(Stored entries)
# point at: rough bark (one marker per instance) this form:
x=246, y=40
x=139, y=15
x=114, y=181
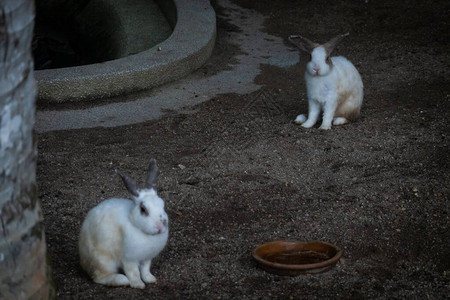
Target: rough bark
x=22, y=241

*Exercise objective*
Leave the pictures behind and transcribe every record above exactly.

*Finished exercise*
# point at: rough bark (one marker per instance) this form:
x=246, y=40
x=139, y=15
x=114, y=181
Target: rough bark
x=22, y=241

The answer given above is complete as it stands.